(RECORDS SUPPLIED begins)

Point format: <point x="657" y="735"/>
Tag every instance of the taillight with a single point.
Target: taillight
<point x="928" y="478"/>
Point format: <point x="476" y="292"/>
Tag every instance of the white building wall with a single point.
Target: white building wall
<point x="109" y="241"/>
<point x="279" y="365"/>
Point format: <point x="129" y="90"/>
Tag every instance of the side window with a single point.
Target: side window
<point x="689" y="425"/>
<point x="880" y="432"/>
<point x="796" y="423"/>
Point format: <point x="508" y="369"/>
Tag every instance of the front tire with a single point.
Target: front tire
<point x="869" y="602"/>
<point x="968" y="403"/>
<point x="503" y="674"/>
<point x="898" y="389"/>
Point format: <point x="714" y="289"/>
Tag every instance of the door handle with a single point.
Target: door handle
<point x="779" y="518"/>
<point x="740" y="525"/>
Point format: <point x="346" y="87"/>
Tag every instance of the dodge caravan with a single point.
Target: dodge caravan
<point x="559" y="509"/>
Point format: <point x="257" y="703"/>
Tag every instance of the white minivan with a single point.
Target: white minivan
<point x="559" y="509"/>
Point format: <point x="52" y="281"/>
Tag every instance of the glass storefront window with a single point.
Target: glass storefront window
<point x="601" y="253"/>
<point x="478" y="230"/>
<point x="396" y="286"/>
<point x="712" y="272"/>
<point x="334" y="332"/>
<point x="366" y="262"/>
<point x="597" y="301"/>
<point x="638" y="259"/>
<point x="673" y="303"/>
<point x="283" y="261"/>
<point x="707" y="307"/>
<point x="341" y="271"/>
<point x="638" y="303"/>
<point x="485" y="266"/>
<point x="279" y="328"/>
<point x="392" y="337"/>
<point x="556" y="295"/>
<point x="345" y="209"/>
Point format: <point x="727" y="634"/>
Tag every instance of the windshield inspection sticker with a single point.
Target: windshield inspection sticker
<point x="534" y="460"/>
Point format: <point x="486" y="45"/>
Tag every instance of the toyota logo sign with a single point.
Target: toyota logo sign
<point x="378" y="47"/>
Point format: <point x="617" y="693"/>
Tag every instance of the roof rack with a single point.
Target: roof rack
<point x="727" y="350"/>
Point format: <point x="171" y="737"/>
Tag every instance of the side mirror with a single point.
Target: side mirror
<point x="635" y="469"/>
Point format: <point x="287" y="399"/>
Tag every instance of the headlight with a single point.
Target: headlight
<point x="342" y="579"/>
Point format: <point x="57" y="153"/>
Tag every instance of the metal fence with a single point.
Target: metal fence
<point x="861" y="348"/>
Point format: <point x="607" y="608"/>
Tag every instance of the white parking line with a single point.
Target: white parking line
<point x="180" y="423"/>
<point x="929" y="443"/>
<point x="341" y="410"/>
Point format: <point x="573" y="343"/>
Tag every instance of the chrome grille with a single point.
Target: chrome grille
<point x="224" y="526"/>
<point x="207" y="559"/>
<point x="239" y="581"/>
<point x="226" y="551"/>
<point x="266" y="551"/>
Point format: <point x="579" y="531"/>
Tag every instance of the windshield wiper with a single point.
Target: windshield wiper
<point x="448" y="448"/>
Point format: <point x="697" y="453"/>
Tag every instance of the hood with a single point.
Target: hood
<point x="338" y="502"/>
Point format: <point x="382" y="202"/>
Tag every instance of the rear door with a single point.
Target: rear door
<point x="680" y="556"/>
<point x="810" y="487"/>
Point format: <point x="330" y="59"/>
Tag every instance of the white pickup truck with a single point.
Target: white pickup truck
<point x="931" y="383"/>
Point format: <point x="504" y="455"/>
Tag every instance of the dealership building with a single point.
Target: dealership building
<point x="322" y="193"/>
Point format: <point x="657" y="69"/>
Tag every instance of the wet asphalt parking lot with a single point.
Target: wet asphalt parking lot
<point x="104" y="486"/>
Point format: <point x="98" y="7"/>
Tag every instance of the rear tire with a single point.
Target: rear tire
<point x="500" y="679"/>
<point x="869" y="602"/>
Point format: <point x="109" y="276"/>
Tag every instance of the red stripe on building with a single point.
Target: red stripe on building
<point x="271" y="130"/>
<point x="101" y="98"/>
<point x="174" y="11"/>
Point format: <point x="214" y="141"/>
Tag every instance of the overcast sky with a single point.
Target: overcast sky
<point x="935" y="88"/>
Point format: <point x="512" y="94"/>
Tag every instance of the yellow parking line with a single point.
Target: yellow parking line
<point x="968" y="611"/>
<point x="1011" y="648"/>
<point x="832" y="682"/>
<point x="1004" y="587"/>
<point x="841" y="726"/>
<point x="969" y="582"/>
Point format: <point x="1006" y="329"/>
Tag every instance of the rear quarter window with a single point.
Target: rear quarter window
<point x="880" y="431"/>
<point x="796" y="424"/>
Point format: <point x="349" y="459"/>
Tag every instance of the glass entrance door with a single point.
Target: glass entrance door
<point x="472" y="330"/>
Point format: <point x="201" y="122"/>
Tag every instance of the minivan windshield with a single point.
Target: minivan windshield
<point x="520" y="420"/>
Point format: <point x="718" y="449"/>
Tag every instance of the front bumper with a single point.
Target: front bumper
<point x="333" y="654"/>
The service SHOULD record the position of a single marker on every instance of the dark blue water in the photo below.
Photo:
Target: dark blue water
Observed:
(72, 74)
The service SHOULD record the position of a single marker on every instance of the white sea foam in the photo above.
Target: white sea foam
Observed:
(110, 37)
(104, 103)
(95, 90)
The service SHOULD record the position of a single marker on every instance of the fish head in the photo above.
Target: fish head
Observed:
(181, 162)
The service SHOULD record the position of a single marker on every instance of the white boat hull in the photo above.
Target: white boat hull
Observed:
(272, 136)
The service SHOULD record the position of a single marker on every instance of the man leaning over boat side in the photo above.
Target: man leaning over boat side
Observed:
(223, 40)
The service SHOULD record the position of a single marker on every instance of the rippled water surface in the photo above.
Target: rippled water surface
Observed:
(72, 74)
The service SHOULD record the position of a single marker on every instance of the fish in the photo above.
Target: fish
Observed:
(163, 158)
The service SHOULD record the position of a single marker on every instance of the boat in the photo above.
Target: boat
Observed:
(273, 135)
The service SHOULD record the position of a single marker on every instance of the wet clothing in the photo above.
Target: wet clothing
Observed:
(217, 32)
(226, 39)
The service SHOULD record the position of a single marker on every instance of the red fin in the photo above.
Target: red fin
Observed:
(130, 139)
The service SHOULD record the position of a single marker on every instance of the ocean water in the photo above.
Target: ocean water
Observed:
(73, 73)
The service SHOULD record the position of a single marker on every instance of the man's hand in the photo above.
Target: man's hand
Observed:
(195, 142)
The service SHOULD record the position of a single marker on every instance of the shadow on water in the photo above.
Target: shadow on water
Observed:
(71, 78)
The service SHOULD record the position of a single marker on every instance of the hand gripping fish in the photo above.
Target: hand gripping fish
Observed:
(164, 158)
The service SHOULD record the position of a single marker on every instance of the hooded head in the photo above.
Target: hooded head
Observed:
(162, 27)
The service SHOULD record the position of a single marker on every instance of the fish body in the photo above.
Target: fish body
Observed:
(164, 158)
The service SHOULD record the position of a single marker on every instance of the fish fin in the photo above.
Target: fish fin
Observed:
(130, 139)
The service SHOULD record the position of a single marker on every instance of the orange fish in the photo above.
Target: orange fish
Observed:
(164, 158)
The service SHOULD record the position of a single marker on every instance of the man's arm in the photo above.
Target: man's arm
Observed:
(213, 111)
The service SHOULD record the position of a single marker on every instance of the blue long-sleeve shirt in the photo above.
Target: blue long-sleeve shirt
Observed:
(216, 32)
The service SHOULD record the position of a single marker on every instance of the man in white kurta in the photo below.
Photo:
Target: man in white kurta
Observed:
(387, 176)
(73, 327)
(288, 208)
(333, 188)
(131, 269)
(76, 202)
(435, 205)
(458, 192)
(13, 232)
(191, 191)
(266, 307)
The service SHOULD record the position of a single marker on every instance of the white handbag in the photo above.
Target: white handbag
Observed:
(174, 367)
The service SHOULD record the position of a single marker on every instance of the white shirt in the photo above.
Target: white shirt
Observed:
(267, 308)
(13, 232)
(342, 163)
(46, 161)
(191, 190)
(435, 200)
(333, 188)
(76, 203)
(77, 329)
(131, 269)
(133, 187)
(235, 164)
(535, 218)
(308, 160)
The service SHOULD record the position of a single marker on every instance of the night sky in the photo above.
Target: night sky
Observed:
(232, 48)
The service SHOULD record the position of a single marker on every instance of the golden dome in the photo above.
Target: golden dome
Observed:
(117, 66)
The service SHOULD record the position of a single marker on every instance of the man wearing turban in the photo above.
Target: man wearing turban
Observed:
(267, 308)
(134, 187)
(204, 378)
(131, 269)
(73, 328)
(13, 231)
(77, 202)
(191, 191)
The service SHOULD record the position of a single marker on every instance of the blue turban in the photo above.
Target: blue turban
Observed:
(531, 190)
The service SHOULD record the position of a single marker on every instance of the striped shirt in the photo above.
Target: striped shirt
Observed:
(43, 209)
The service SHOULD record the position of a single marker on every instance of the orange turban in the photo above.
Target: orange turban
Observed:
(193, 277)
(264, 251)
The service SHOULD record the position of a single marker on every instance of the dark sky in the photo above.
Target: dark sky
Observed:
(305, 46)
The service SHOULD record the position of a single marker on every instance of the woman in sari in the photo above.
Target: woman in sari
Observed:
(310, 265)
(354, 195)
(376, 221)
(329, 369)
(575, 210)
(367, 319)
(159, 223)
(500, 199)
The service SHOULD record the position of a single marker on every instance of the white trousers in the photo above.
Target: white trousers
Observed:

(RECORDS SUPPLIED ends)

__PROBLEM DESCRIPTION__
Among the records above, find the lines where the word "handbag" appears and copy them.

__RESPONSE TO THIS TASK__
The service SHOULD record the position of a single marker on every instance of the white handbag in the photo above.
Target: white handbag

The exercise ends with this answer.